Task statement — Reproduce the listing below with "put a pin" swapped for "place a marker" wherever it occurs, leaving everything else unchanged.

----

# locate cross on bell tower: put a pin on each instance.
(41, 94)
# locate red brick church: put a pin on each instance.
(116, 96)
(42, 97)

----

Task answer —
# locate cross on bell tower: place a marker on each instance.
(41, 94)
# locate red brick church: place a marker on each instance.
(116, 96)
(42, 97)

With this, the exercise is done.